**Aufgaben:**
(1) Welche Bedingung müssen die Würfelseiten laut dem Text über das Feilen des Stahlwürfels als Erstes erfüllen?
(2) Setzen Sie den Text über das Feilen des Stahlwürfels nach seinem letzten Satz fort.

**Übungstext:**
○ ○ ○
28. Februar 2022
Feilen
Die Zähne an der Kante des Würfels
mußten natürlich weg. Also hatte ich zu überlegen, auf
welche der beiden Flächen ich die Feile ansetzen muß, um
diese Spuren zu tilgen. Eine von mehreren Lektionen, die mir
klar gemacht haben, wie intensiv man beim Feilen des
Stahlwürfels sein räumliches Denken schult; oder den Job
wechselt.
Derart deutlich sichtbare Fehler, die
beseitigt werden müssen, sind ja eine Annehmlichkeit
gegenüber den Unebenheiten einer Fläche mit Differenzen von
Zehntelmillimetern. Mit aufgesetzter Winkellehre und gegen
das Licht sehe ich sofort, wo ein kleiner Buckel oder eine
Mulde ist; beide müssen weggearbeitet werden.
Aber sobald ich den Würfel wieder in den Schraubstock
gespannt habe, weiß ich nimmer, wo genau ich nun die Feile
ansetzen soll, um den richtigen Bereich zu ebnen. Meister
Lukas meinte, das komme mit der Übung. Ich bleibe da im
Zweifel.
Die Hierarchie des gesamten Ablaufs sieht so
aus, erst müssen die Würfelseiten zueinander im sauberen
Winkel von je 90 Grad stehen. Dann müssen die Seitenlängen
alle gleich lang sein, was notfalls verlangt, einzelne
Flächen abzusenken, denn: „Dazufeilen geht nicht, nur
wegfeilen.“
Schließlich müssen die Flächen plan
und glatt werden. Dazu gibt es die unglaublich feinen
Schlichtfeilen in mehreren Stufen. Allein das Nachdenken
über diese Aufgaben treibt mir den Schweiß auf die Stirn;
nicht metaphorisch, sondern physisch.
Es ist eine langwierig Arbeit und ich bin in einem Abschnitt
angelangt, wo Langsamkeit im Zugriff eine große Rolle
spielt. Das gibt Raum zum Nachdenken. Wir haben das später
auch am gemeinsamen Tisch erörtert. Wann kam was in der
Menschheitsgeschichte zur Geltung?
○ ○ ○
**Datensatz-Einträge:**
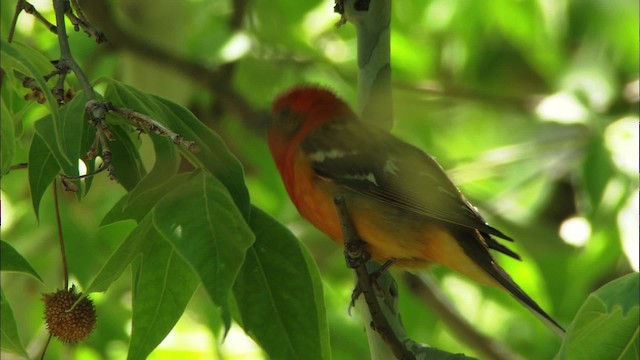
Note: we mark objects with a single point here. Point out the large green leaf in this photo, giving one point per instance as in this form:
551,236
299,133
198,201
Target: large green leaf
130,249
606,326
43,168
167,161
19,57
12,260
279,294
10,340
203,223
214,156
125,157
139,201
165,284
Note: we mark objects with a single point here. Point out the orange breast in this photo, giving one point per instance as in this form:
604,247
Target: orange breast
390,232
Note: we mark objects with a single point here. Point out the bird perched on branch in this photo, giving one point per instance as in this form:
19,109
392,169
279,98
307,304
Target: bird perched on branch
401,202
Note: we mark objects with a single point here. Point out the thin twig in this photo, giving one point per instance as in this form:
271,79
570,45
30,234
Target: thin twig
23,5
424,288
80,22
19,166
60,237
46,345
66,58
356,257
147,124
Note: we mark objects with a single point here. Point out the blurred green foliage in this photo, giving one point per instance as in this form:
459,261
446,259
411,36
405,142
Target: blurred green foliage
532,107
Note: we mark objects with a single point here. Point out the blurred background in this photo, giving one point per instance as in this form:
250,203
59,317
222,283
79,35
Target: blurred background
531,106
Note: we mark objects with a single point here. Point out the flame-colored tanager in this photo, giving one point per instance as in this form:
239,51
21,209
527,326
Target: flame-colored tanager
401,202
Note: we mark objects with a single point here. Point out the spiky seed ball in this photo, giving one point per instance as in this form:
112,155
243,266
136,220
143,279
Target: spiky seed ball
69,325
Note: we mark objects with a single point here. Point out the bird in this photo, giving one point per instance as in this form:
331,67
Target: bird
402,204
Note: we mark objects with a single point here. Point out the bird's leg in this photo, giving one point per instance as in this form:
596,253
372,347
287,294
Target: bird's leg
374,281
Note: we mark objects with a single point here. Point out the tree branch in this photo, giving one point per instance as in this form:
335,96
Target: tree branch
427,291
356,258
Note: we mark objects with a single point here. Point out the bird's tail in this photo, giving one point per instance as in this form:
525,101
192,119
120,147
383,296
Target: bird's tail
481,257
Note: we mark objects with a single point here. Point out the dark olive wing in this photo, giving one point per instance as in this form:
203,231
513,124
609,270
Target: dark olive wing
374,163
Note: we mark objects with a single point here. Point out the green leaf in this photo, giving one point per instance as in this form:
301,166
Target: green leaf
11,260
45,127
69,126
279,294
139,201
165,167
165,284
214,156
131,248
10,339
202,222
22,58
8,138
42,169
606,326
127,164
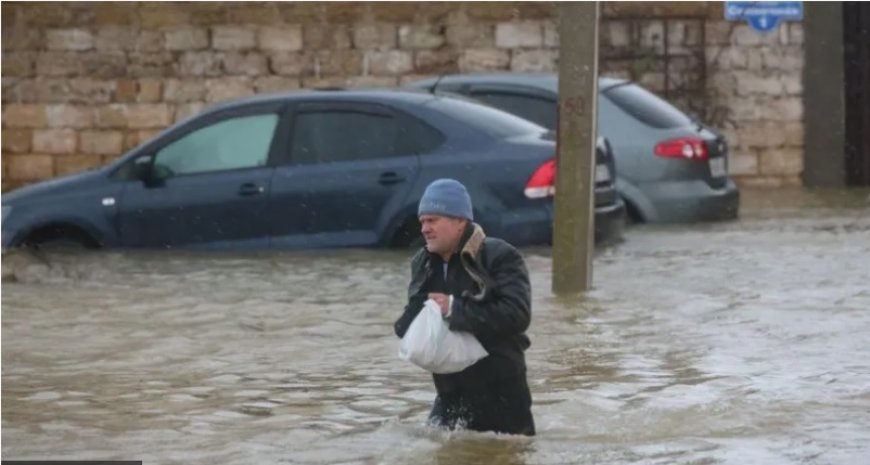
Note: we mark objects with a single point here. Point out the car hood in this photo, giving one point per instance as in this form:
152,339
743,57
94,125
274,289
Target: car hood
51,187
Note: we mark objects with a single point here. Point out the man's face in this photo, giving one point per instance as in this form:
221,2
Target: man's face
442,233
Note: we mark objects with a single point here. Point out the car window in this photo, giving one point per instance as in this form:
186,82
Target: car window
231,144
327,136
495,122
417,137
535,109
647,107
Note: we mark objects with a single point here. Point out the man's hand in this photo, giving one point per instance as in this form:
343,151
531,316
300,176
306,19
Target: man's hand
○ ○ ○
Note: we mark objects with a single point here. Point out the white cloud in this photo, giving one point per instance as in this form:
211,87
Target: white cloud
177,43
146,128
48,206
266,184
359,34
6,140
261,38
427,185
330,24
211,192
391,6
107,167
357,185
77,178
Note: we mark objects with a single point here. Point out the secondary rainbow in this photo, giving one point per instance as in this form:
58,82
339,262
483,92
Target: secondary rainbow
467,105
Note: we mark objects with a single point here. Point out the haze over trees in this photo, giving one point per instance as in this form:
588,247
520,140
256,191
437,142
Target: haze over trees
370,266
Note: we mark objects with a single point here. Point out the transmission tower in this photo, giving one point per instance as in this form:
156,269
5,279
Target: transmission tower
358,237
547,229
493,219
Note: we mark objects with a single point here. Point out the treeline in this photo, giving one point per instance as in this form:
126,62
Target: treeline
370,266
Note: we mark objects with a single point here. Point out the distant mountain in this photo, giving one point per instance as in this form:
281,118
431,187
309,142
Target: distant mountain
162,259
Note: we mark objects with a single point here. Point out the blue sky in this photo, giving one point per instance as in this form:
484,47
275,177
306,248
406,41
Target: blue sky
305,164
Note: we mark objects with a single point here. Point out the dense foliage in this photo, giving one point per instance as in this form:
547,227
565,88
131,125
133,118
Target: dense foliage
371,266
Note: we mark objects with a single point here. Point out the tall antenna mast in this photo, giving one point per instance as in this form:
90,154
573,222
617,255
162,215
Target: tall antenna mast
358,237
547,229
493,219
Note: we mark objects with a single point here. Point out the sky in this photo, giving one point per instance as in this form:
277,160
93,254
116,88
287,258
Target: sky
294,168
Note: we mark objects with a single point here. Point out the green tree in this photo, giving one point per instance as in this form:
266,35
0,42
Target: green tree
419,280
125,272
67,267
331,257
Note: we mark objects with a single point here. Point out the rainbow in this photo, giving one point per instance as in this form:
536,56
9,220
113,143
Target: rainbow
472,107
○ ○ ○
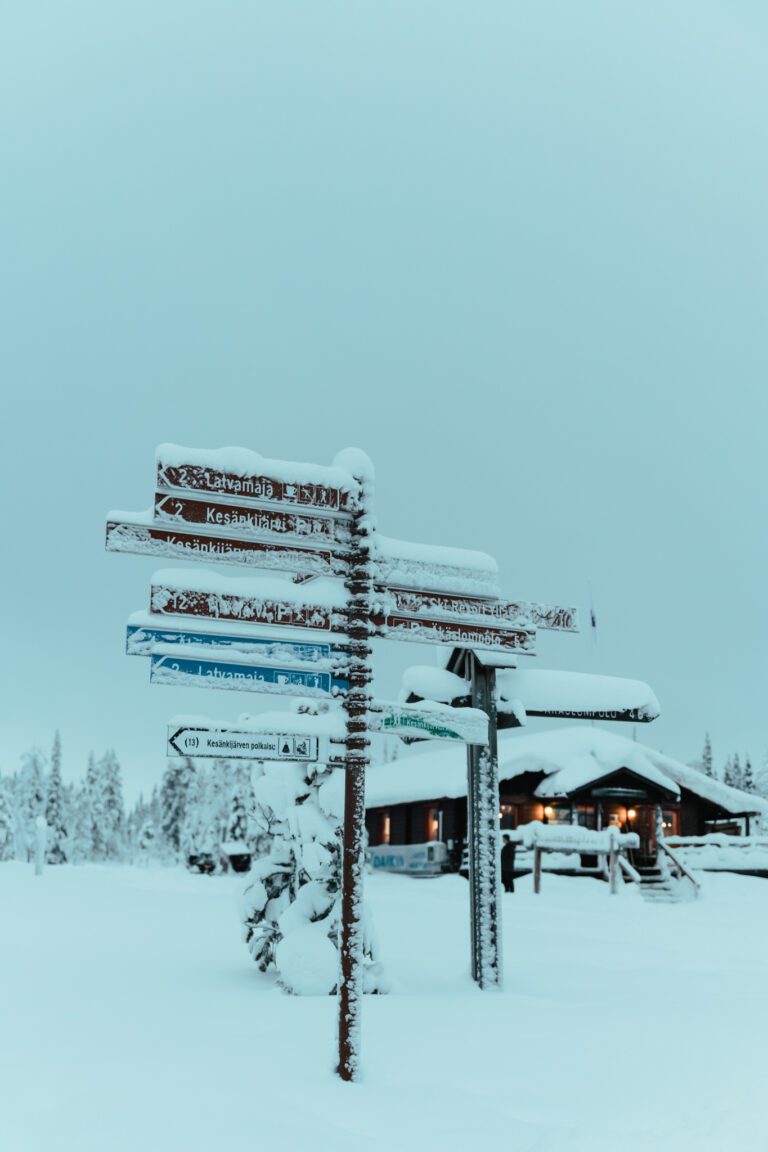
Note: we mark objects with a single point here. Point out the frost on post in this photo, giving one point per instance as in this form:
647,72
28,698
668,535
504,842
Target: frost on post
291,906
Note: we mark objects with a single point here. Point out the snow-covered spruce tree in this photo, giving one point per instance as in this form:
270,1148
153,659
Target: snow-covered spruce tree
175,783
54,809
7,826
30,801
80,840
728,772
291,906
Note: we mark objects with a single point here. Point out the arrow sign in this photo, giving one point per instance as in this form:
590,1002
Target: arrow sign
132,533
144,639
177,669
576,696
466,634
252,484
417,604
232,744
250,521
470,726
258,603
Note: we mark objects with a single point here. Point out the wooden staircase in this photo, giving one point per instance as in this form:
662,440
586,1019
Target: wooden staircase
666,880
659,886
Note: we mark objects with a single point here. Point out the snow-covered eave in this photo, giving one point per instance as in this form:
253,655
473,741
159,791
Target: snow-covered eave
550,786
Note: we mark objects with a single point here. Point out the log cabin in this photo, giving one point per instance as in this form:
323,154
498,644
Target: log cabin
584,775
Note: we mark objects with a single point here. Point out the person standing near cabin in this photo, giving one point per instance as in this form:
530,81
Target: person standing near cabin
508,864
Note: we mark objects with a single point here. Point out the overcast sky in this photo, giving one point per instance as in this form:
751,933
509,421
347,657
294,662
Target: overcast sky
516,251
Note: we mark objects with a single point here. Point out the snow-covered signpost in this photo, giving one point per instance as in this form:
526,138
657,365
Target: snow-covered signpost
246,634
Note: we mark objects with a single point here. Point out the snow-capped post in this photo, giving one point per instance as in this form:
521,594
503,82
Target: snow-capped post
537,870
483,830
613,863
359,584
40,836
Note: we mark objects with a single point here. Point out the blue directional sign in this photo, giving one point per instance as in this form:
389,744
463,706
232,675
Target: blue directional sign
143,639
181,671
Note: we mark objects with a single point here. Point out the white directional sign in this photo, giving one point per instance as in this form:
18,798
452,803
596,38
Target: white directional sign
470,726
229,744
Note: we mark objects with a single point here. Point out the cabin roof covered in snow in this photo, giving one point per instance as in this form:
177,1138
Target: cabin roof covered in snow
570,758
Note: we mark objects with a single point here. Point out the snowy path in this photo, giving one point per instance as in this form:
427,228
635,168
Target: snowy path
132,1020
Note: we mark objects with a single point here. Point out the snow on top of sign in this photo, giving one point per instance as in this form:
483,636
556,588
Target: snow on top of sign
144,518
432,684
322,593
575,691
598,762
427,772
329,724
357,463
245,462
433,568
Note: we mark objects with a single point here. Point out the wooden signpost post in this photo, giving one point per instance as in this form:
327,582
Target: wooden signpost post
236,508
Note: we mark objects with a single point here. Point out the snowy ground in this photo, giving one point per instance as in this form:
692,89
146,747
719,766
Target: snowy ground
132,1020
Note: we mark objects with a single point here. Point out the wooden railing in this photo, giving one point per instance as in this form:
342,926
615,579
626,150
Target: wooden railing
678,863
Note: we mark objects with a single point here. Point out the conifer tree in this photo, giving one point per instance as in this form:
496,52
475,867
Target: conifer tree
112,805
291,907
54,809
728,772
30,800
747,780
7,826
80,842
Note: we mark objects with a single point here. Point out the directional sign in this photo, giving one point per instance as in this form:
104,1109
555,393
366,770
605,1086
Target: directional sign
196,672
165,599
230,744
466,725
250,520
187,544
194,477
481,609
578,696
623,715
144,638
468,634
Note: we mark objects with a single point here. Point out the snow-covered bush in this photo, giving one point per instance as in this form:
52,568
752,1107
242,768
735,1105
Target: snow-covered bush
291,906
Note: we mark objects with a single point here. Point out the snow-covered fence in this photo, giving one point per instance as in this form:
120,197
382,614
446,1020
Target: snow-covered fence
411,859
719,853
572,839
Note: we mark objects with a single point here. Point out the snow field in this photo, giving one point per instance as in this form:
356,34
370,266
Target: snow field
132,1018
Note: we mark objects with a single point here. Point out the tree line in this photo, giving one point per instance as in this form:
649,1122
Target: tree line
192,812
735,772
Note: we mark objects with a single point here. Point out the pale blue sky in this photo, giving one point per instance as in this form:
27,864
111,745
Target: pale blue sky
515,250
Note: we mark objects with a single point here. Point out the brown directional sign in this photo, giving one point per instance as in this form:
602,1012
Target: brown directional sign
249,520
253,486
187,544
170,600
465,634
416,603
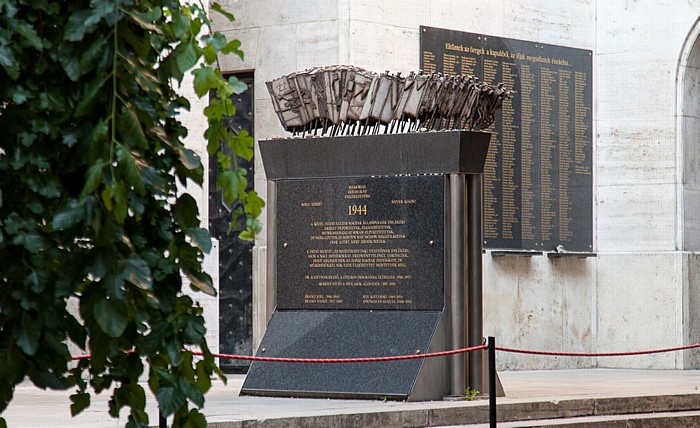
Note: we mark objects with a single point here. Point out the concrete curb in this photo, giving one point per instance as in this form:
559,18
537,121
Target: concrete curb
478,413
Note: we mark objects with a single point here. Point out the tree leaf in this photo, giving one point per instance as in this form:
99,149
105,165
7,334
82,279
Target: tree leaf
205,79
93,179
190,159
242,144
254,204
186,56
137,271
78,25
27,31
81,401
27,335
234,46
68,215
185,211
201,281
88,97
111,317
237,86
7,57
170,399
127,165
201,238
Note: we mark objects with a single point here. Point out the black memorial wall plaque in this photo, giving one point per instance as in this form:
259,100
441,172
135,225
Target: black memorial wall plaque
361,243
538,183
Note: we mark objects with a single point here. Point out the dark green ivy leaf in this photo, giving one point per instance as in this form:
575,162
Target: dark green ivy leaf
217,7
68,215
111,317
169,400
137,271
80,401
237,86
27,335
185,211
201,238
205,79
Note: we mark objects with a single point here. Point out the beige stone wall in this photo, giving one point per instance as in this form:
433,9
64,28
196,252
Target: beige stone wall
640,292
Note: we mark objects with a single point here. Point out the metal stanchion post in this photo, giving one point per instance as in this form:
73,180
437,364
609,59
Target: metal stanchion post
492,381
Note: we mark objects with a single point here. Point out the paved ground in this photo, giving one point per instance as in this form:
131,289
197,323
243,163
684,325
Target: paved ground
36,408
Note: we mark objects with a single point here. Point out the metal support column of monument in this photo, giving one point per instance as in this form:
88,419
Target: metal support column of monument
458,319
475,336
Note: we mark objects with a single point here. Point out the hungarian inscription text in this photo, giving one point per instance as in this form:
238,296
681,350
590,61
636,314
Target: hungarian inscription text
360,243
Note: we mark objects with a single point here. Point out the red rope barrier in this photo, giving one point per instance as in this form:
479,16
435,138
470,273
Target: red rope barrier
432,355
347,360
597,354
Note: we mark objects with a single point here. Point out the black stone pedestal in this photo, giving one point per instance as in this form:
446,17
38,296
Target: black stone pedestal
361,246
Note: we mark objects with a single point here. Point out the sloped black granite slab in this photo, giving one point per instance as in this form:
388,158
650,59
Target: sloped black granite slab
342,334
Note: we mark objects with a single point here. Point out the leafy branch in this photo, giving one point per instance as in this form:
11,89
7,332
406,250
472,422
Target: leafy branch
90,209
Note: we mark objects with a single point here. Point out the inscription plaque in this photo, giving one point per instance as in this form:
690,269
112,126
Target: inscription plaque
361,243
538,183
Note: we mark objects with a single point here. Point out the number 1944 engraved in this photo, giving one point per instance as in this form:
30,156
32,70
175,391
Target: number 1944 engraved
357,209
○ ○ ○
**Lösungen:**
(1) Die Würfelseiten müssen zueinander im sauberen Winkel von je 90 Grad stehen.

(2)
Mir hatte schon
gedämmert, wie bedeutend der Rang von Feilen unter den
Werkzeugen ist. Aber ich habe es unterschätzt. Was sind
wichtige Werkzeuge grundlegender Art? Bohrer, Feile, Hobel,
Meißel, Säge… Was wurde nach welchem Werkzeug erfunden?
Womit ich überhaupt nicht gerechnet habe: schon in der
Steinzeit wurden Feilen und Raspeln benutzt. (Siehe die
Grafik unten!) Werkzeuge aus Feuerstein. Derzeit grabe ich
mich in diese Geschichte hinein. Ich habe es geahnt, aber
nicht gewußt. Das Thema und seine Bedeutung sind enorm,
können eher unterschätzt werden.
Ich bin momentan
verblüfft, wie tief diese Entscheidung wirkt, daß ich mich
an den Schraubstock stelle und einen nachsichtigen Meister
zur Seite habe, der mir solche Zugänge eröffnet, mir vor
allem auch bei unseren Gesprächen hilft, manche Aspekte des
Themas richtig zur sortieren.
Die Jahrzehnte seiner
Praxis lassen ihn Prioritäten völlig anders sehen, als ich
oft angenommen hätte. Was ich bisher unter Wissens- und
Kulturarbeit verstanden hab, ist nun nicht um eine Facette,
sondern um eine Dimension erweitert worden.